## [Given information]
☆ ☆ ☆ ☆ ☆ ☆ ☆

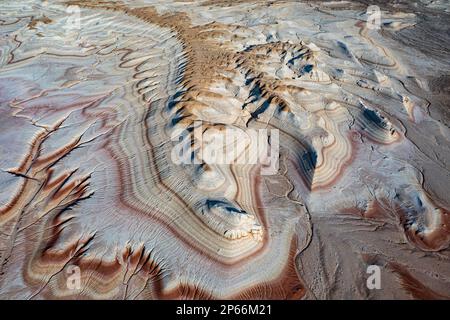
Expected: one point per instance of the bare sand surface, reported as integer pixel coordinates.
(92, 94)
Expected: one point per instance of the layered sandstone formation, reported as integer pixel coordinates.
(94, 112)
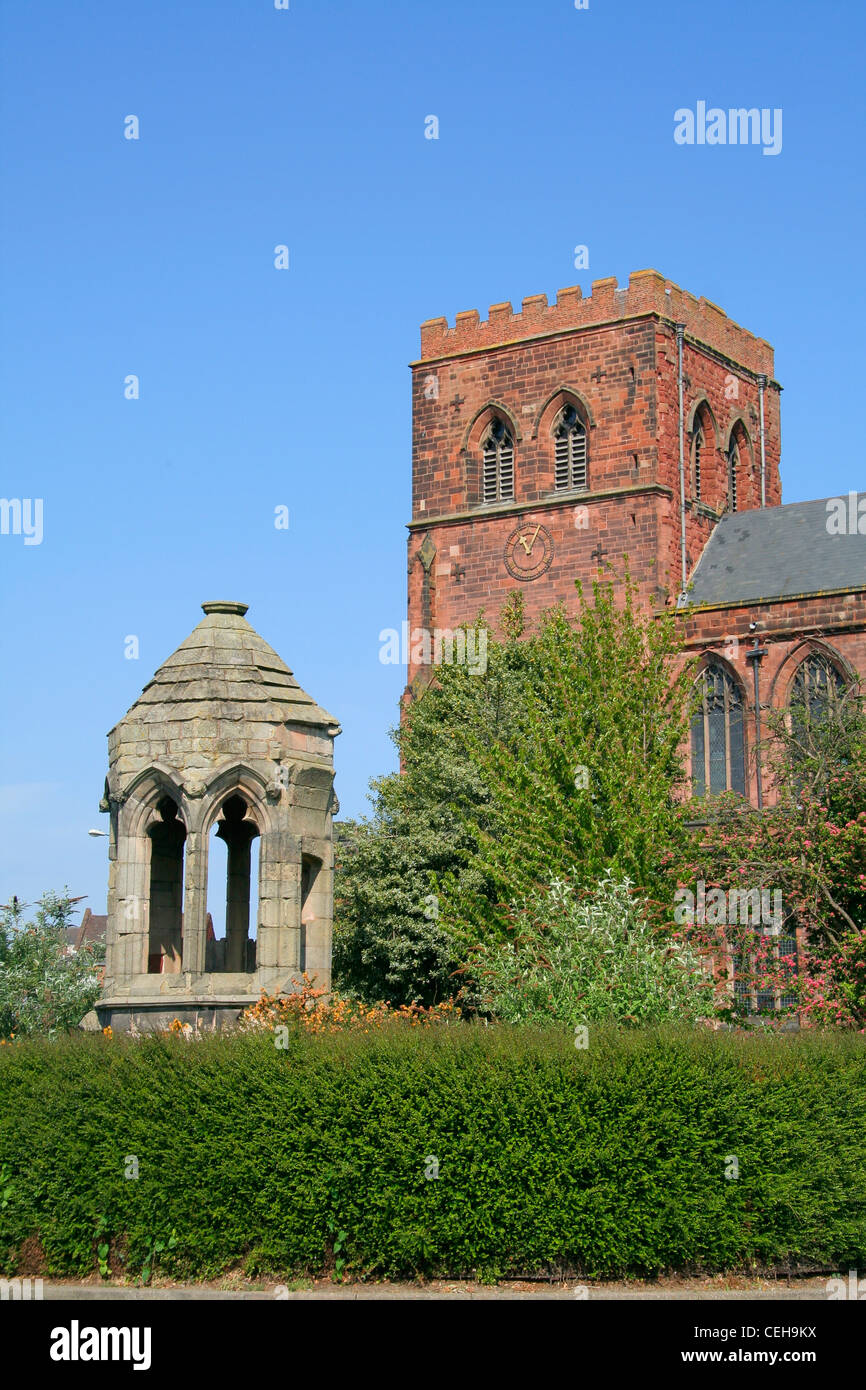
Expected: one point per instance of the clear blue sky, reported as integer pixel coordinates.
(263, 388)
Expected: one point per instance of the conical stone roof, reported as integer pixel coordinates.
(225, 672)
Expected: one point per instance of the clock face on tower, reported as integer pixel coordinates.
(528, 551)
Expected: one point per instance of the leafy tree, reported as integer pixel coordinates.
(590, 958)
(560, 756)
(42, 987)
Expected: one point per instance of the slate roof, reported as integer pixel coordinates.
(225, 670)
(777, 552)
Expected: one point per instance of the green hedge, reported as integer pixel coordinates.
(599, 1162)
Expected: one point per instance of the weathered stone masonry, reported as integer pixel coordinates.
(221, 734)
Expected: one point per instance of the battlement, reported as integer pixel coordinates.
(648, 292)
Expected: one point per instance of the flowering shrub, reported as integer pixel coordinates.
(317, 1011)
(45, 987)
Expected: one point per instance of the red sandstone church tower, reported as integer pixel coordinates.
(551, 444)
(641, 423)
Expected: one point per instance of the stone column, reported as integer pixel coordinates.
(195, 902)
(238, 836)
(128, 926)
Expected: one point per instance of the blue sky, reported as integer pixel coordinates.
(263, 388)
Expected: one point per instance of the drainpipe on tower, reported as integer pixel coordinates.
(755, 655)
(762, 382)
(680, 332)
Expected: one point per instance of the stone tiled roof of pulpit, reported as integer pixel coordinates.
(223, 695)
(224, 670)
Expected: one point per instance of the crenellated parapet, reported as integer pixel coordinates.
(648, 292)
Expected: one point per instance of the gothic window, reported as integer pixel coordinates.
(697, 452)
(166, 926)
(733, 464)
(570, 449)
(818, 690)
(717, 734)
(766, 983)
(498, 459)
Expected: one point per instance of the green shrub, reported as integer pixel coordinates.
(601, 1162)
(587, 959)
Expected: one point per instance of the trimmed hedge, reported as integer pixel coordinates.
(601, 1162)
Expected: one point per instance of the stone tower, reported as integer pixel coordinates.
(223, 736)
(551, 442)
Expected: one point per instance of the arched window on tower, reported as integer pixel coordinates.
(818, 691)
(570, 449)
(717, 742)
(733, 470)
(498, 463)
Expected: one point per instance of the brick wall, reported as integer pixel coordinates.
(615, 356)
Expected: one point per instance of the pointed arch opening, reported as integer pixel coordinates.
(167, 837)
(232, 887)
(570, 462)
(717, 733)
(498, 462)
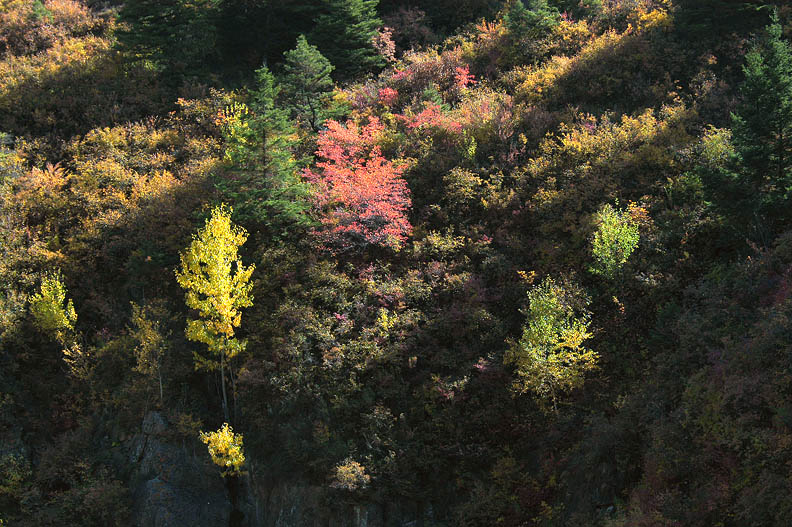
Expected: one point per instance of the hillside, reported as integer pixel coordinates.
(377, 263)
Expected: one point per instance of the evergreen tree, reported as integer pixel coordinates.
(752, 192)
(344, 31)
(307, 83)
(702, 21)
(176, 36)
(762, 125)
(534, 21)
(265, 189)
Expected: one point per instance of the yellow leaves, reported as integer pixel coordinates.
(350, 475)
(51, 311)
(225, 448)
(217, 285)
(550, 357)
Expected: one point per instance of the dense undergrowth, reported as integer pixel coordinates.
(534, 272)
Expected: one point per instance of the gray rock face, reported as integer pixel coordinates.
(171, 487)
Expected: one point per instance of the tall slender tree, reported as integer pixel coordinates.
(344, 31)
(218, 287)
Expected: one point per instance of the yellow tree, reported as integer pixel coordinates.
(217, 286)
(550, 357)
(226, 449)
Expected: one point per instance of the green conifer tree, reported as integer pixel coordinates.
(307, 84)
(753, 191)
(266, 189)
(344, 31)
(175, 36)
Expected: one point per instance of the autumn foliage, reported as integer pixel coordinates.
(361, 197)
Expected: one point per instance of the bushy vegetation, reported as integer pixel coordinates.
(489, 263)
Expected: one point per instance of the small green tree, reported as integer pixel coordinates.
(226, 449)
(266, 189)
(152, 341)
(550, 357)
(614, 240)
(55, 316)
(345, 32)
(534, 21)
(53, 313)
(218, 287)
(175, 36)
(307, 84)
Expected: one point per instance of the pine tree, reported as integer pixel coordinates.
(753, 193)
(345, 32)
(176, 36)
(264, 187)
(762, 125)
(307, 84)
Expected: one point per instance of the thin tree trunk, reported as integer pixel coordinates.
(159, 376)
(222, 383)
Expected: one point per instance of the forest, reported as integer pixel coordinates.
(383, 263)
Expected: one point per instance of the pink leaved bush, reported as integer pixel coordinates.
(361, 197)
(432, 116)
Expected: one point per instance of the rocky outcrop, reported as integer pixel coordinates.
(171, 486)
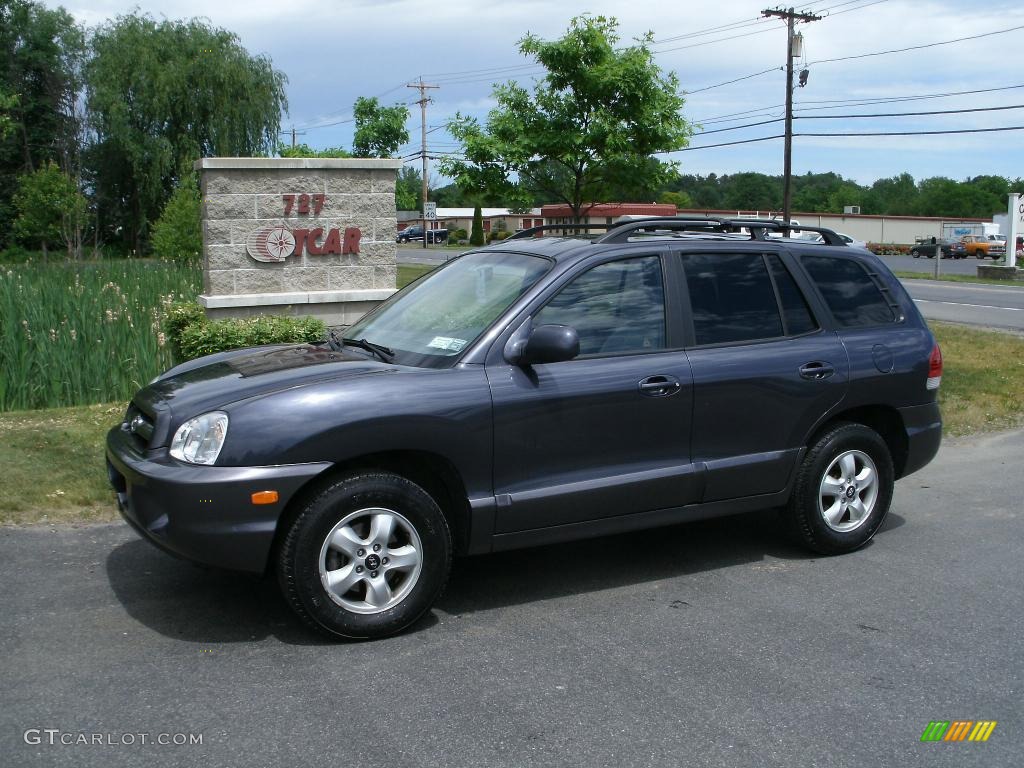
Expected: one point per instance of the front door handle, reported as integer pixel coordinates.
(659, 386)
(816, 371)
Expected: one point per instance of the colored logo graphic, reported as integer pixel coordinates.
(273, 244)
(958, 730)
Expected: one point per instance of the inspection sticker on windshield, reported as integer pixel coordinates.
(443, 342)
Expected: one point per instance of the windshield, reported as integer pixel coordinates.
(434, 320)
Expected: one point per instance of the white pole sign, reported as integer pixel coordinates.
(1016, 227)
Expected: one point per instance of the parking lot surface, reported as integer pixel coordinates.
(717, 643)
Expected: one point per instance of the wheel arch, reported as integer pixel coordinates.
(885, 420)
(432, 472)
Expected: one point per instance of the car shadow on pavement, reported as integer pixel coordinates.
(187, 602)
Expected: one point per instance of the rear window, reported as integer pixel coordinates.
(852, 295)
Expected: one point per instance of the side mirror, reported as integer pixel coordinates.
(546, 344)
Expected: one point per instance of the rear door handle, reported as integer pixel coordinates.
(816, 371)
(659, 386)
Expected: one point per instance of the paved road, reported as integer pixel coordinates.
(711, 644)
(974, 304)
(946, 266)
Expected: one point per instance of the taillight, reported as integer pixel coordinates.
(935, 368)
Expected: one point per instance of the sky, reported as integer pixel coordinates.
(335, 51)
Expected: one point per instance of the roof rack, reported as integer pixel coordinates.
(759, 228)
(621, 231)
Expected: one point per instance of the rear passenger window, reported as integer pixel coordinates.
(731, 297)
(796, 313)
(851, 294)
(616, 308)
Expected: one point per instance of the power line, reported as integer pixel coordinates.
(908, 114)
(848, 117)
(838, 102)
(791, 18)
(730, 82)
(920, 133)
(918, 47)
(853, 134)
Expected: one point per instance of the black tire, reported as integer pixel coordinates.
(304, 555)
(806, 511)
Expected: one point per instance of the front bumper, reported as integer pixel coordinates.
(924, 432)
(202, 513)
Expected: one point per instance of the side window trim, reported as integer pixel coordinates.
(899, 316)
(778, 296)
(667, 301)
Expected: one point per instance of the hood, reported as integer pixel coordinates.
(215, 382)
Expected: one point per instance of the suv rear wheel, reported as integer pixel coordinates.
(843, 491)
(367, 557)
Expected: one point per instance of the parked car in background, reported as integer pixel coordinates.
(415, 233)
(982, 248)
(535, 392)
(951, 249)
(852, 242)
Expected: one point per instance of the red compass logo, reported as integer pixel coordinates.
(273, 244)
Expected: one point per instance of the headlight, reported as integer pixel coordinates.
(199, 440)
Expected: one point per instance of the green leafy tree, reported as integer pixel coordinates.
(752, 192)
(476, 236)
(305, 151)
(162, 94)
(679, 200)
(379, 130)
(7, 103)
(41, 55)
(597, 116)
(409, 189)
(177, 235)
(50, 209)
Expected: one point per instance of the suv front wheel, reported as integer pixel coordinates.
(367, 557)
(843, 489)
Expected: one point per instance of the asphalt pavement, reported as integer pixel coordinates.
(987, 305)
(718, 643)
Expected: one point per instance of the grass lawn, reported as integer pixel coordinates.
(53, 459)
(53, 465)
(960, 279)
(409, 272)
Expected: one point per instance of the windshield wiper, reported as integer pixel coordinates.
(379, 349)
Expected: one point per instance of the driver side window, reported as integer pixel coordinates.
(616, 308)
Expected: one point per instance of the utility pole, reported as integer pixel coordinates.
(792, 17)
(423, 150)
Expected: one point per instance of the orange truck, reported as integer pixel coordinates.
(982, 247)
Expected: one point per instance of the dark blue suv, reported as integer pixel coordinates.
(540, 390)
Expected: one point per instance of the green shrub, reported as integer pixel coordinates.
(177, 318)
(16, 255)
(177, 233)
(192, 335)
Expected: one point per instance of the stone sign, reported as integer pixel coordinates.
(305, 236)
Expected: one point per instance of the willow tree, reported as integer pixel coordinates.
(589, 125)
(161, 94)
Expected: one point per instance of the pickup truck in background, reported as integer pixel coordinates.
(982, 247)
(415, 232)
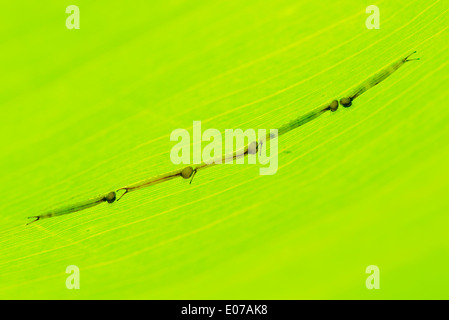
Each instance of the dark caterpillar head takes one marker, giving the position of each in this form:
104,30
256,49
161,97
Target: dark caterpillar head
110,197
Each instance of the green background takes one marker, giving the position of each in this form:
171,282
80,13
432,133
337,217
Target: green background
87,111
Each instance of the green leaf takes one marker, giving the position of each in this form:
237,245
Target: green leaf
91,110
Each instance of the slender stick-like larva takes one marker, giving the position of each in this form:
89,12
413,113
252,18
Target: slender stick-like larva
375,80
110,197
186,173
252,148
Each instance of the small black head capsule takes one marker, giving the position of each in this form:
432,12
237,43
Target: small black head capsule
110,197
187,172
346,102
333,106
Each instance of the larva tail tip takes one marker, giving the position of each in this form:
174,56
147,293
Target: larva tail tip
36,218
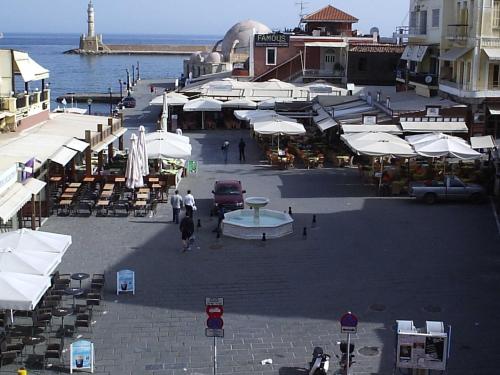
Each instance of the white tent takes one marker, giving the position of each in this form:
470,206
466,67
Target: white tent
240,103
133,171
20,291
203,105
31,262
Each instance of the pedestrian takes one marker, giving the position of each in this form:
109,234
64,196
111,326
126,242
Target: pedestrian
187,229
189,204
176,202
242,146
225,150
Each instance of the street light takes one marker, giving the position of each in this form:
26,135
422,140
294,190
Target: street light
110,101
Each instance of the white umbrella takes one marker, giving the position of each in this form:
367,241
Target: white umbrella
20,291
31,240
240,103
142,151
31,262
133,172
163,147
203,105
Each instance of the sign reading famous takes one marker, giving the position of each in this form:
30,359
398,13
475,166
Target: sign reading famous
272,40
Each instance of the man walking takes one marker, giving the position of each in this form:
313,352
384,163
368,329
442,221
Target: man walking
189,204
187,229
242,146
176,202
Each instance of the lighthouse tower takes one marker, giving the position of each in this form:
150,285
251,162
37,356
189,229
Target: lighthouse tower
92,42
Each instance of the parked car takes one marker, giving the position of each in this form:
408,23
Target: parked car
228,194
450,188
129,102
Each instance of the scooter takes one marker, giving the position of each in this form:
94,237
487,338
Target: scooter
320,362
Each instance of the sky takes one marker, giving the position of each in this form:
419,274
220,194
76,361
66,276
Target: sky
189,17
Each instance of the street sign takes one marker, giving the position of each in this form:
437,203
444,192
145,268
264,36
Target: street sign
349,323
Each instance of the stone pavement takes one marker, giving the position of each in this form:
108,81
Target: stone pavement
381,258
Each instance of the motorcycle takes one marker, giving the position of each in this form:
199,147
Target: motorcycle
320,362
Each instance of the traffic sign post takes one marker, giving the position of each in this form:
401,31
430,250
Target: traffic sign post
214,308
348,324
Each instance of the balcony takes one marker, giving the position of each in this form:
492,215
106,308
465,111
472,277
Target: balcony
457,32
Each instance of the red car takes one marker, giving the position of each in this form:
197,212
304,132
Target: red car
228,194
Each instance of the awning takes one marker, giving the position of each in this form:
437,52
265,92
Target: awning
120,132
34,186
434,126
77,145
326,44
63,156
493,53
454,54
391,129
414,53
13,200
482,142
28,68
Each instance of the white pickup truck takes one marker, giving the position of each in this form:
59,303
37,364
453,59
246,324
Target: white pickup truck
451,188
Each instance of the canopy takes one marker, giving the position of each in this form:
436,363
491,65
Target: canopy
378,144
31,240
203,105
28,68
240,103
20,291
31,262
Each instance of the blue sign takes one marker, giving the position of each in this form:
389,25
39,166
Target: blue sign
82,355
125,282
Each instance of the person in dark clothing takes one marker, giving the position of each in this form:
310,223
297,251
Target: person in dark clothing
187,229
241,147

☆ ☆ ☆ ☆ ☆ ☆ ☆

## [Task]
Repeat each line, unchanged, from the line that contains "Target: scooter" to the end of the listing above.

## [Answer below]
Target: scooter
320,362
Each instance of the sky takes one marker, giving the position of each in this form:
419,274
220,194
76,361
66,276
Target: sky
189,17
Each instance of the street sign takes one marker, giving the position of each in this form:
437,203
444,192
145,268
264,36
Target: street sign
349,323
Each instance of the stone pavement takes one marker, giving the position of each in this form:
108,81
Target: stone pavement
381,258
Each instance of the motorcycle takes one marker, giving the position of each in this form:
199,147
Target: motorcycle
320,362
Each instance of the traffic sign post takes one marker, giving the position of each in this form:
401,31
430,250
Target: traffic sign post
214,308
348,324
Each instance of the balcony takes one marker, giving the position of each in this form:
492,215
106,308
465,111
472,277
Target: balcony
457,32
Each instance of the red car takes one marker, giving the position of each in this form:
197,212
304,132
Target: red car
228,194
Each instance of the awning takes one marker, giving the position of each in this form:
437,52
265,92
Target: awning
120,132
34,186
434,126
77,145
326,44
63,156
493,53
454,54
391,129
414,53
13,200
482,142
28,68
Each instance of the white pickup truck takes one marker, giving the position of each in this form:
59,303
37,364
453,59
246,324
Target: white pickup truck
451,188
Each instance of the canopy takes one marker, giving the position of each in this form:
436,363
491,65
Target: canopy
378,144
31,240
203,105
28,68
240,103
20,291
31,262
Each instance of the blue sign takes one marker, giving the position of each in this form:
389,25
39,166
Target: blue sign
82,355
125,282
Each instance of the person in dark clothing takes one marker, giving the position of each in this form:
310,223
297,251
Target: person in dark clothing
187,229
241,147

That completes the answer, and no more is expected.